What you are asked to do> The entries that follow should be written out exactly.

_____

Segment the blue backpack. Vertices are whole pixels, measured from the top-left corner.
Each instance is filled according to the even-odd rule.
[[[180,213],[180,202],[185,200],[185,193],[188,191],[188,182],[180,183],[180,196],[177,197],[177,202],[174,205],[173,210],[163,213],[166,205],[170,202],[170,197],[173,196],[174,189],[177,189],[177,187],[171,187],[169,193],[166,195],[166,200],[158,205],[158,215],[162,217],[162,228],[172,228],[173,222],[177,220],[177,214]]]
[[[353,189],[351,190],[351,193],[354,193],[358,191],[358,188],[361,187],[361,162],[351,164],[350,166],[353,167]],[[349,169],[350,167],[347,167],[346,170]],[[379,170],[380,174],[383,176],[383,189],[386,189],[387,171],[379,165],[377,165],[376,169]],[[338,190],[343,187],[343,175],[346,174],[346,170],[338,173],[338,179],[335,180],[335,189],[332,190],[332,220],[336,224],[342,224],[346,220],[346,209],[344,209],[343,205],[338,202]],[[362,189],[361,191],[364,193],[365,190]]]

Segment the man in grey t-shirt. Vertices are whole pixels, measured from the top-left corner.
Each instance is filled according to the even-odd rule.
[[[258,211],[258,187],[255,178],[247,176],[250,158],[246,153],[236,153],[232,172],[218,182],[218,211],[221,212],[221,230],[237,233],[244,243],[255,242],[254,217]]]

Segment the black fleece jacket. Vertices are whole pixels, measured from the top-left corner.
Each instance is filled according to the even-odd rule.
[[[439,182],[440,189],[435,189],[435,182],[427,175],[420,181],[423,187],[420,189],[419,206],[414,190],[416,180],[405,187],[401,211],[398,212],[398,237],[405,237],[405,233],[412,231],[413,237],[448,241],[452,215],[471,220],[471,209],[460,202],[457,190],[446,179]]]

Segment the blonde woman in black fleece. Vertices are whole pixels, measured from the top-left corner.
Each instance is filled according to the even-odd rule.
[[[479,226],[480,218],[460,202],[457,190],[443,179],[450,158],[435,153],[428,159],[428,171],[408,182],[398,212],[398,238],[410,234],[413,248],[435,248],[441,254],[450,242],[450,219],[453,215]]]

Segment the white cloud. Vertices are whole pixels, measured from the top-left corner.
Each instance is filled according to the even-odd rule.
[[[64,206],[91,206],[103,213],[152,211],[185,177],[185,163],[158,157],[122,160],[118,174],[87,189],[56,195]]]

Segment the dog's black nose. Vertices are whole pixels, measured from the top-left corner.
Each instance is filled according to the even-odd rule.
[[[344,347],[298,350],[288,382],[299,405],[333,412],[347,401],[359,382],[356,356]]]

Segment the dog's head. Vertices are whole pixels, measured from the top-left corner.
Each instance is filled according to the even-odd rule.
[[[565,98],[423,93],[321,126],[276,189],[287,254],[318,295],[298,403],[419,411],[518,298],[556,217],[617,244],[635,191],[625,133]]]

_____

Answer to this exercise>
Segment the blue backpack. Vertices are whole pixels, measured from the top-left corner.
Each instance is filled according to the even-odd rule.
[[[180,213],[180,202],[185,200],[185,193],[188,191],[188,182],[180,183],[180,196],[177,197],[177,202],[174,205],[173,210],[163,213],[166,205],[170,202],[170,197],[173,196],[174,189],[177,189],[177,187],[171,187],[169,193],[166,195],[166,200],[158,205],[158,215],[162,217],[162,228],[172,228],[173,222],[177,220],[177,214]]]
[[[353,189],[351,190],[351,193],[354,193],[358,191],[358,188],[361,187],[361,162],[351,164],[350,166],[353,167]],[[349,169],[350,167],[347,167],[346,170]],[[379,170],[380,174],[383,176],[383,189],[386,189],[387,171],[379,165],[377,165],[376,169]],[[338,190],[343,187],[343,175],[346,174],[346,170],[338,173],[338,179],[335,180],[335,189],[332,190],[332,220],[336,224],[342,224],[346,220],[346,209],[344,209],[343,205],[338,202]],[[362,189],[361,191],[364,193],[365,190]]]

Segment the man in grey t-shirt. Vertices are whole pixels, measured from the top-left corner.
Each instance is filled according to the even-odd rule.
[[[258,211],[258,187],[255,178],[247,176],[250,158],[246,153],[236,153],[232,172],[218,182],[218,211],[221,212],[221,230],[237,233],[244,243],[255,242],[254,217]]]

Segment the black fleece jacket. Vertices are whole pixels, measured from the top-left corner.
Each instance is filled according to the even-odd rule.
[[[439,182],[440,189],[435,189],[435,182],[427,175],[420,181],[423,187],[420,189],[419,206],[414,190],[416,180],[405,187],[401,211],[398,212],[398,237],[405,237],[405,233],[412,231],[413,237],[448,241],[452,215],[471,220],[471,209],[460,202],[457,190],[446,179]]]

Segment the blonde woman in black fleece. Vertices are whole pixels, measured from the top-left corner.
Each instance is filled according to the even-odd rule.
[[[479,226],[480,218],[460,202],[457,190],[443,179],[450,158],[435,153],[428,159],[428,171],[408,182],[398,212],[398,238],[410,234],[413,248],[435,248],[441,254],[450,242],[450,219],[453,215]]]

Segment the white cloud. Vertices are whole pixels, measured from the top-left corner.
Each instance is filled according to the even-odd rule.
[[[64,206],[91,206],[103,213],[152,211],[185,177],[185,163],[158,157],[122,160],[118,174],[87,189],[56,195]]]

Segment the dog's black nose. Vertices are whole pixels, measured from the top-left corner.
Each instance is filled according to the even-odd rule.
[[[344,347],[298,350],[288,382],[299,405],[333,412],[347,401],[359,382],[356,356]]]

Segment the dog's head. Vertices are whole pixels, measured from the top-left corner.
Each instance is filled according to the even-odd rule.
[[[565,98],[423,93],[321,126],[276,189],[287,254],[318,295],[298,403],[419,411],[518,298],[556,217],[617,244],[635,191],[625,133]]]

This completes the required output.